**ASSIGNED TASK:** Once the pictures are set aside, output all the records exactly.

======== DATA SECTION

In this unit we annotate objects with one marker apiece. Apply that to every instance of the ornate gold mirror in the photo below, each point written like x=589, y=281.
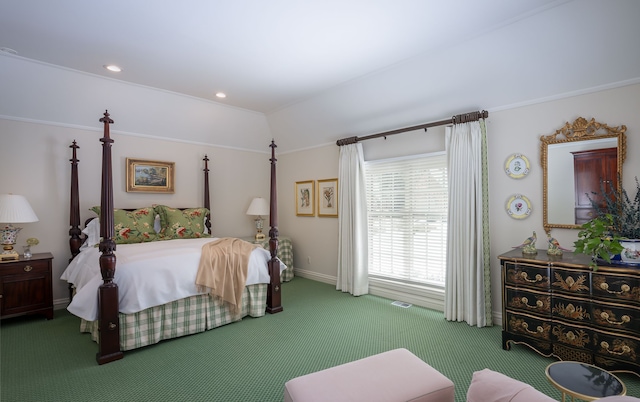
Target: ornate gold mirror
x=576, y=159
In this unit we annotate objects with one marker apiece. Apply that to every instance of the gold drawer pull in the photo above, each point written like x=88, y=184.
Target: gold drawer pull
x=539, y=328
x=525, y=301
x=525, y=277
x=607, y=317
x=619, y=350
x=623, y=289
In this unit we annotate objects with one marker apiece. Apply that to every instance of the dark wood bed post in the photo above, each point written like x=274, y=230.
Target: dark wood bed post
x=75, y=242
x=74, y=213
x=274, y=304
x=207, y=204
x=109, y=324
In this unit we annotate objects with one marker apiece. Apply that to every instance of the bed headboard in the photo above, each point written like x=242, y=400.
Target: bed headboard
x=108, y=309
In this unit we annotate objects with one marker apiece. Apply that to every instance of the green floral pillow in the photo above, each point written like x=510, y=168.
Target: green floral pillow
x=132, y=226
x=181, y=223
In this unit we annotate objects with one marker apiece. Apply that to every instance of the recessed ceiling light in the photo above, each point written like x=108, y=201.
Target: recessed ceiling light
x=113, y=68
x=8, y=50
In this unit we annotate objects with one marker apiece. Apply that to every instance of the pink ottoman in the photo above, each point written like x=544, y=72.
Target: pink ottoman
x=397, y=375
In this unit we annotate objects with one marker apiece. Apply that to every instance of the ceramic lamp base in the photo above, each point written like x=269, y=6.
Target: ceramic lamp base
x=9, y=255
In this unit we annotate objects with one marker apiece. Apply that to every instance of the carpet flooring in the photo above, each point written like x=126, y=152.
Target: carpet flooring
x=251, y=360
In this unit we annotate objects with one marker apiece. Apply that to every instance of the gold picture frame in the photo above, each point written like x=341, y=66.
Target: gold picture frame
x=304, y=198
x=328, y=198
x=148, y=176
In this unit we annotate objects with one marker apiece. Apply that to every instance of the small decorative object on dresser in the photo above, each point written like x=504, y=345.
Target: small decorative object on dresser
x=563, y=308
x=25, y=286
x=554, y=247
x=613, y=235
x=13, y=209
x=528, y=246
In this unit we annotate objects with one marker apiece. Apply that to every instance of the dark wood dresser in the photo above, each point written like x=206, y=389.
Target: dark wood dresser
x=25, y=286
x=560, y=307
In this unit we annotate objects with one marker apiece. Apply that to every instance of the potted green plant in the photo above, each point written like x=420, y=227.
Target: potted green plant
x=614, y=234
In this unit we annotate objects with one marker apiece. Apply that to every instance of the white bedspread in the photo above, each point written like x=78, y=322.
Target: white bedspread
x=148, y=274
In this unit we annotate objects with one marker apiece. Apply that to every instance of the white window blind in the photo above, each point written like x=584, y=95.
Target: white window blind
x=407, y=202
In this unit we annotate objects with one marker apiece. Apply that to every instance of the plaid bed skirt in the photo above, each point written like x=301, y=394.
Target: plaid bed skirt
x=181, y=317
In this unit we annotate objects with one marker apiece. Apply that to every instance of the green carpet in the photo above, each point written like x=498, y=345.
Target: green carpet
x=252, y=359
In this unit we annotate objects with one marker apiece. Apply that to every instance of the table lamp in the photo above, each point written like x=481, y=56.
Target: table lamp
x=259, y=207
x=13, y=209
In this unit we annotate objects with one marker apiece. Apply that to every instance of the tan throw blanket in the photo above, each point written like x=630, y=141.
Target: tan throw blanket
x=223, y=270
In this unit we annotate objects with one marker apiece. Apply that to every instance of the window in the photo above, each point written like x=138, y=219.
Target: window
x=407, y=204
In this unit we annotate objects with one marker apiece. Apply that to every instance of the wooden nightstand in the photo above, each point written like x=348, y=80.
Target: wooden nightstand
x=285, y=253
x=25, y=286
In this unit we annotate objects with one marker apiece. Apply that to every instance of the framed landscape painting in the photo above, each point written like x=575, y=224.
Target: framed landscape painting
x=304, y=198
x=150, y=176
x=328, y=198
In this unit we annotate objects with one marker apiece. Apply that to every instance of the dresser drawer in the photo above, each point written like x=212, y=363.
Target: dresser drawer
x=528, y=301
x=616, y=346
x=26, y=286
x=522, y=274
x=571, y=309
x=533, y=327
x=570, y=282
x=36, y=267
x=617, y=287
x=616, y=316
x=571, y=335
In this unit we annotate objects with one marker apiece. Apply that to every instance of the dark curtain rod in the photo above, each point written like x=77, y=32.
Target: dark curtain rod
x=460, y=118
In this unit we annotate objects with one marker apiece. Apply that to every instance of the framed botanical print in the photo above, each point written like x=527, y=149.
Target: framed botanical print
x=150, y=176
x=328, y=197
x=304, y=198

================

**THE COMPLETED TASK:**
In this unit we annotate objects with one marker apiece. Apply that to every instance of the ornate gold mirror in the photo below, each point written like x=589, y=281.
Target: ornate gold mirror
x=576, y=159
In this unit we annotate objects with one marker apiece. Apply that to every instance of the gold drawer pull in the photo above, each point written like x=88, y=184.
Target: gold drawer pull
x=539, y=328
x=525, y=301
x=525, y=277
x=607, y=317
x=619, y=350
x=623, y=289
In this unit we annotate objects with one marker apiece. Apply that to every instance of the dark wood bed post in the photo above, each point written like x=274, y=230.
Target: dark wood bed post
x=75, y=242
x=74, y=213
x=274, y=304
x=207, y=204
x=109, y=324
In this unit we annotate objects with one marker apiece. Apply that to every instance of the bed headboard in the photo above, each point written like x=242, y=400.
Target: bed headboard
x=108, y=309
In this unit we annotate objects with one marker apiece. Apply that to every instance of the green floral pillow in the photo above, each point written like x=510, y=168.
Target: green floral pillow
x=132, y=226
x=181, y=223
In this unit we annotate objects with one marker apiece. Apply that to every instance of the recessed ceiling light in the photo above, each point written like x=108, y=201.
Target: recessed ceiling light
x=113, y=68
x=8, y=50
In this unit we annotate objects with one marker apiece. Apply that to every instance of the pink ottoman in the photo above, each point written like x=544, y=72.
Target: pink ottoman
x=397, y=375
In this unit we annotate objects with one marker apiece. Apply that to every instance of the ceramic lamp base in the photo above, each point written like x=269, y=6.
Target: ceramic lamp base
x=9, y=255
In this unit we annotate objects with one marker apiece. Apply that to every instance of the carpet flooring in the photo above, each point written like x=126, y=152.
Target: carpet flooring
x=251, y=360
In this unit we annotate objects with one marker apiece. Apply that to every instance of the gold picture frame in the photo above, each point written like x=341, y=66.
Target: gold picture frame
x=304, y=198
x=328, y=198
x=148, y=176
In this unit we annotate objects with one marker apiece. Apply that to every instance of the small decorative object on dresser in the photo above, each point written like x=504, y=345.
Target: small decorative object on dresser
x=563, y=308
x=25, y=286
x=554, y=247
x=613, y=235
x=13, y=209
x=528, y=246
In this unit we annotate objects with one marker apiece. Apply that to every instance of the dark wood dresser in the photo above, each point written like x=206, y=389.
Target: dark wood dresser
x=25, y=286
x=560, y=307
In this unit we annotate objects with one marker apiece. Apply that to every instance of the potted green plant in the photo above, each point written like x=420, y=227.
Target: potted green plant
x=614, y=234
In this unit we annotate objects with one marker apiece. Apply that to every instance of the white bedspread in the photo above, each point written like x=78, y=322.
Target: white bedspread
x=148, y=274
In this unit we annotate objects with one marker apiece. Apply that to every instance of the white window blind in the photo above, each point written like x=584, y=95.
Target: white window blind
x=407, y=202
In this unit we annotate objects with one marker apiece. Apply that to every instance of the plaid bed skirt in the photo above, each point written like x=301, y=394.
Target: plaid bed skirt
x=181, y=317
In this unit we annotate objects with one marker apiece. Apply that to every instance of the green carpet in the photo above, each point written like x=498, y=345.
Target: green carpet
x=252, y=359
In this unit we annotate objects with one marker apiece. Apply that to every instance of the table lamp in the photo above, each point written like x=481, y=56.
Target: table lamp
x=259, y=207
x=13, y=209
In this unit we annotate objects with one marker apiece. Apply that to every instance of the tan throw blanket in the photo above, each point written like x=630, y=141.
Target: tan throw blanket
x=223, y=270
In this unit we annotate objects with one marker apiece. Apply that to every instance of the window in the photo above, each point written like x=138, y=219.
Target: window
x=407, y=204
In this unit we annotate objects with one marker apiece. Apply that to every instance of the wooden nightstand in the photo above, each point written like x=348, y=80.
Target: wooden nightstand
x=285, y=253
x=25, y=286
In this unit we annotate objects with one marker apiece. Apply that to every instance of the framed landscape painting in the photo above, each point written like x=575, y=224.
Target: framed landscape painting
x=304, y=198
x=150, y=176
x=328, y=198
In this unit we annotate objects with one marker apiece. Apply that to every instance of the dresser drawer in the photo above, each point written like x=212, y=363.
Target: dresser drawer
x=528, y=301
x=616, y=346
x=26, y=286
x=522, y=274
x=571, y=309
x=533, y=327
x=570, y=282
x=36, y=267
x=617, y=287
x=616, y=316
x=571, y=335
In this unit we annotate objects with one marker apiece. Apply that to every instance of the dark curtain rod in the photo above, each point written like x=77, y=32.
Target: dark curtain rod
x=460, y=118
In this unit we annotate objects with one marker apiece. Apply that to every instance of the framed botanical print in the photo above, each point written like x=527, y=149.
Target: framed botanical print
x=150, y=176
x=328, y=197
x=304, y=198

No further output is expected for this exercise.